_Data under study_
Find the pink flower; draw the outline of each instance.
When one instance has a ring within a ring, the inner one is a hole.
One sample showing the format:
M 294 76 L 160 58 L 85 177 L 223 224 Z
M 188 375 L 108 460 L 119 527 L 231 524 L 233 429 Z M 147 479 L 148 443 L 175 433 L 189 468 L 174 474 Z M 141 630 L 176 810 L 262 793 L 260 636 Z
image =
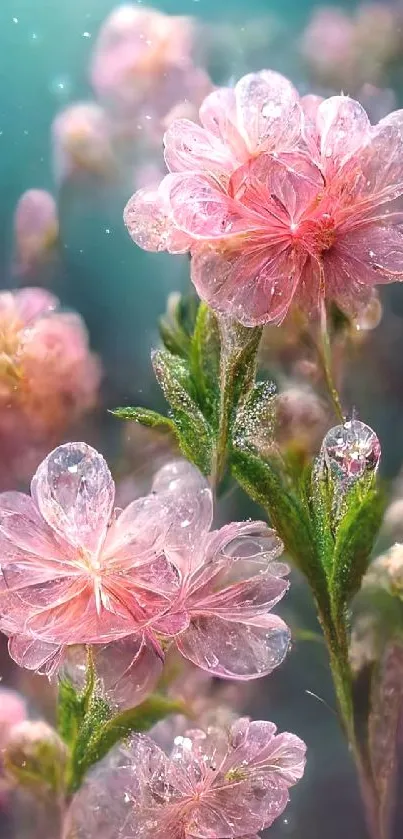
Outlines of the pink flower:
M 126 110 L 150 94 L 169 68 L 191 64 L 191 18 L 124 5 L 114 9 L 99 33 L 92 62 L 94 90 Z
M 14 214 L 15 268 L 29 274 L 43 267 L 54 254 L 59 235 L 57 206 L 43 189 L 21 195 Z
M 238 522 L 210 532 L 211 490 L 185 461 L 162 467 L 153 484 L 176 511 L 165 556 L 180 585 L 152 632 L 173 641 L 198 667 L 221 678 L 252 679 L 284 659 L 286 624 L 269 611 L 288 589 L 288 566 L 275 559 L 283 545 L 262 522 Z
M 104 459 L 67 443 L 31 494 L 0 496 L 0 628 L 18 664 L 50 674 L 67 655 L 80 687 L 83 652 L 63 647 L 96 645 L 104 695 L 124 706 L 153 688 L 170 643 L 224 678 L 281 663 L 290 633 L 268 612 L 288 588 L 273 561 L 282 543 L 260 522 L 209 532 L 211 490 L 188 463 L 164 466 L 152 493 L 114 517 Z
M 114 519 L 112 476 L 85 443 L 51 452 L 31 493 L 0 496 L 0 625 L 18 664 L 52 669 L 63 645 L 125 638 L 166 610 L 177 578 L 159 499 Z
M 58 184 L 83 174 L 108 177 L 115 170 L 111 126 L 105 111 L 94 102 L 75 102 L 57 114 L 52 145 Z
M 149 738 L 134 736 L 75 796 L 64 839 L 252 839 L 287 806 L 290 787 L 304 773 L 305 750 L 294 734 L 248 719 L 229 729 L 188 731 L 176 738 L 170 758 Z
M 293 301 L 315 313 L 326 298 L 356 315 L 375 284 L 403 279 L 402 216 L 394 211 L 403 193 L 403 111 L 372 127 L 348 97 L 291 107 L 274 82 L 262 105 L 262 77 L 245 104 L 255 138 L 246 162 L 239 154 L 235 168 L 224 102 L 214 111 L 215 135 L 178 123 L 167 146 L 175 172 L 158 192 L 131 199 L 126 224 L 142 247 L 190 250 L 200 297 L 246 326 L 280 323 Z M 304 107 L 301 137 L 295 113 Z
M 100 367 L 81 318 L 43 289 L 0 294 L 2 484 L 35 469 L 44 449 L 96 404 Z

_Your assignment_
Could you restate the entries word for word, skipping any pictures?

_Your solution_
Find the pink flower; draw the outline of each instance.
When one instance has a ring within a ring, the inner one is a hole.
One sample showing the format:
M 294 76 L 160 58 L 85 177 L 223 224 Z
M 188 375 L 108 460 L 119 527 L 231 524 L 233 429 Z M 147 479 L 148 443 L 175 433 L 189 468 L 174 474 Z M 141 630 L 176 810 L 262 793 L 260 636 Z
image =
Outlines of the pink flower:
M 126 110 L 150 94 L 169 68 L 191 64 L 191 18 L 124 5 L 114 9 L 99 33 L 92 62 L 94 90 Z
M 14 214 L 15 268 L 29 274 L 43 267 L 54 254 L 59 235 L 57 206 L 43 189 L 21 195 Z
M 238 522 L 210 532 L 211 490 L 185 461 L 162 467 L 153 484 L 176 511 L 165 556 L 180 585 L 152 632 L 173 641 L 198 667 L 221 678 L 252 679 L 284 659 L 286 624 L 269 611 L 288 589 L 288 566 L 275 559 L 283 545 L 262 522 Z
M 104 459 L 67 443 L 31 494 L 0 496 L 0 628 L 18 664 L 50 674 L 67 655 L 80 687 L 83 652 L 63 647 L 96 645 L 104 695 L 124 706 L 153 688 L 170 643 L 224 678 L 281 663 L 290 633 L 268 612 L 288 588 L 273 561 L 282 543 L 260 522 L 209 532 L 211 490 L 188 463 L 164 466 L 152 493 L 114 517 Z
M 114 519 L 112 476 L 85 443 L 51 452 L 31 493 L 0 496 L 0 625 L 18 664 L 52 669 L 63 645 L 125 638 L 166 610 L 177 578 L 159 499 Z
M 58 184 L 83 174 L 108 177 L 115 170 L 111 126 L 105 111 L 94 102 L 75 102 L 57 114 L 52 145 Z
M 149 738 L 134 736 L 75 796 L 64 839 L 252 839 L 287 806 L 290 787 L 304 773 L 305 750 L 294 734 L 248 719 L 229 729 L 188 731 L 176 738 L 170 758 Z
M 293 301 L 315 313 L 326 298 L 356 315 L 375 284 L 403 279 L 402 216 L 394 211 L 403 193 L 403 111 L 372 127 L 348 97 L 291 107 L 274 82 L 262 105 L 262 77 L 245 104 L 255 138 L 246 162 L 239 154 L 235 168 L 224 102 L 214 111 L 215 135 L 178 123 L 167 146 L 175 172 L 158 192 L 131 199 L 126 224 L 142 247 L 190 250 L 200 297 L 246 326 L 280 323 Z M 304 107 L 301 137 L 295 113 Z
M 100 367 L 81 318 L 43 289 L 0 294 L 2 484 L 35 469 L 44 449 L 96 404 Z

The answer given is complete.